* _ENTRIES PROVIDED_:
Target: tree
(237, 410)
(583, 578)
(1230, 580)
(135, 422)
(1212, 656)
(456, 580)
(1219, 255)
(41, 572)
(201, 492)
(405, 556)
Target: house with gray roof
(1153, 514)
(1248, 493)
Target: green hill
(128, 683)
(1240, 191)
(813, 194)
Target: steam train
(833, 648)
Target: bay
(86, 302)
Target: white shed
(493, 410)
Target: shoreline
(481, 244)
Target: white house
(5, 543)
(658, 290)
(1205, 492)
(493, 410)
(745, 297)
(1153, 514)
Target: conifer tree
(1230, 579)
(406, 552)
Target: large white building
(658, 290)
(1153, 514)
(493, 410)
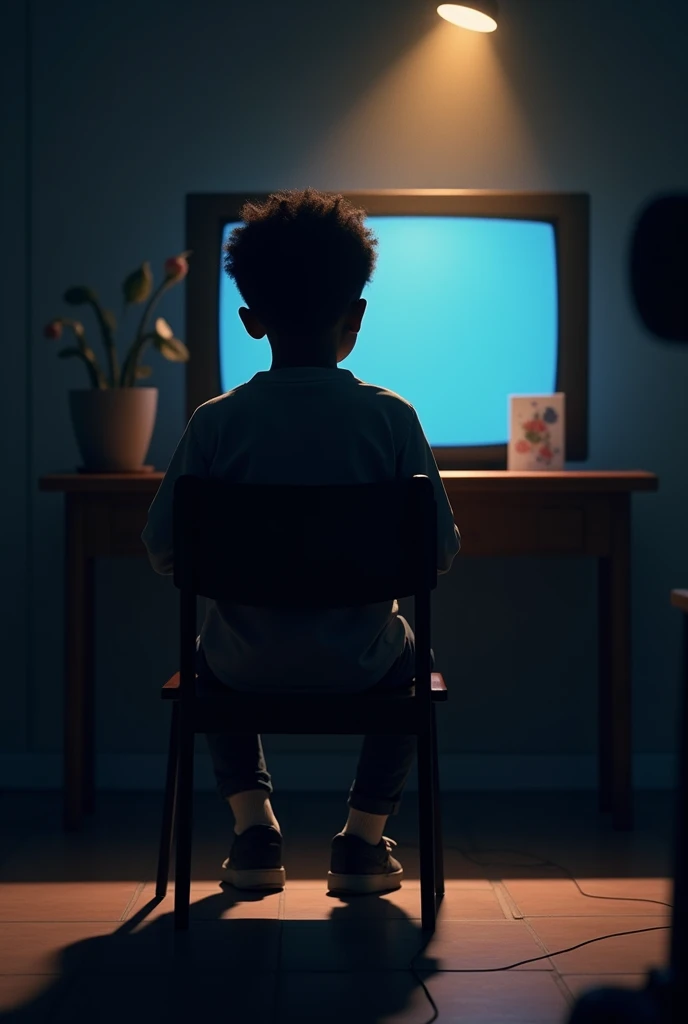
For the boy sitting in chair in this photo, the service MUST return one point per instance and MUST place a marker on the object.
(301, 261)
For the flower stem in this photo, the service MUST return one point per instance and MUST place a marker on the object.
(109, 341)
(128, 378)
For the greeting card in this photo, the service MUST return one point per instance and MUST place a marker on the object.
(536, 431)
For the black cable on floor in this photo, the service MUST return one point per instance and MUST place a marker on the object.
(530, 960)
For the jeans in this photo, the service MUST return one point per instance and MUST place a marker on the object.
(384, 762)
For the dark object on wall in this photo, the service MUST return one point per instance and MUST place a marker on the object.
(659, 267)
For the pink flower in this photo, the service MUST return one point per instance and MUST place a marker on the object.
(53, 331)
(176, 267)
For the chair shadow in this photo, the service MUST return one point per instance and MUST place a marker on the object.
(243, 969)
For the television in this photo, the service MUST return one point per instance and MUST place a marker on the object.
(477, 295)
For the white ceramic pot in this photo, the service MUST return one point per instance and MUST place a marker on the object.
(114, 427)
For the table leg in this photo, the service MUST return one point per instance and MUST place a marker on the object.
(604, 720)
(615, 692)
(78, 677)
(88, 641)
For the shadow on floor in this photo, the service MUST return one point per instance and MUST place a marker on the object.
(238, 970)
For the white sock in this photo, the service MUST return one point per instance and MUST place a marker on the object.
(364, 825)
(252, 807)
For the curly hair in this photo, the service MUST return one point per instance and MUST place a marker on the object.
(300, 258)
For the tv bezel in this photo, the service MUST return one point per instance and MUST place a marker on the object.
(207, 214)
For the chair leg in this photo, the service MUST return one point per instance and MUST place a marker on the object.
(182, 878)
(439, 846)
(426, 830)
(167, 828)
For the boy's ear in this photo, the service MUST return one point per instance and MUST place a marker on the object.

* _ACTIVITY_:
The task calls for duplicating the data exactly, with no images kept.

* _TASK OUTPUT_:
Target: tree
(237, 410)
(583, 578)
(1230, 580)
(135, 422)
(1212, 656)
(456, 580)
(1219, 255)
(41, 572)
(201, 492)
(405, 556)
Target: house with gray roof
(1153, 514)
(1248, 493)
Target: green hill
(128, 683)
(1240, 191)
(813, 194)
Target: steam train
(833, 648)
Target: bay
(86, 302)
Target: white shed
(493, 410)
Target: shoreline
(481, 244)
Target: white house
(5, 543)
(658, 290)
(1205, 492)
(493, 410)
(745, 297)
(1153, 514)
Target: conifer tree
(1230, 579)
(406, 552)
Target: large white building
(658, 290)
(1153, 514)
(493, 410)
For the boy sitting in chair in this photo, the service MUST return one point per instance and MUST place a marker on the object.
(301, 261)
For the flower stem in this photo, the service MUST return one point per instance and MUST place a marker on the object.
(109, 341)
(128, 378)
For the greeting card in this photo, the service MUST return one point per instance and MUST place a marker on the object.
(536, 431)
For the black cable on floor in this photo, the service MUST return one point per instance and MUST place a marker on the object.
(530, 960)
For the jeans in this photo, the service MUST return one point per instance and MUST place a marker on the object.
(384, 762)
For the dark object on wall in this photo, the service MUST return one point per instance and MUST place a marker on the object.
(659, 267)
For the pink flower in this photo, the service MUST return one point per instance and MUST place a marker on the object.
(53, 331)
(176, 267)
For the chair shadow in this photo, the service MUST return one point per instance and MUST place a marker on the object.
(243, 969)
For the television in this photo, the service MUST return one point per instance and MUST place a marker on the object.
(477, 295)
For the white ceramic pot in this photo, the service MUST return one point per instance and MUST place a marker on the object.
(114, 427)
For the table leg in this photo, the service MUST return one point per instance and MUST place a marker on the object.
(604, 720)
(615, 692)
(78, 677)
(88, 641)
For the shadow on floor in this photo, the service MUST return one point per instance and MUST place a marker on the object.
(238, 970)
For the white sock in this photo, the service MUST return one point per instance and MUST place a marker on the object.
(364, 825)
(252, 807)
For the curly hair in this photo, the service MUST return one point per instance and MUST place a marker on the object.
(300, 258)
For the tv bezel in this photo, the service MUST return one point per instance and MUST place a marker on the object.
(207, 214)
For the chair leg in this photo, the service MUST return one point per instance and MUST place a marker on the object.
(182, 878)
(439, 846)
(426, 830)
(167, 828)
For the boy's ear in this photo, the service MUST return one point per instance and MUST place a marker on the object.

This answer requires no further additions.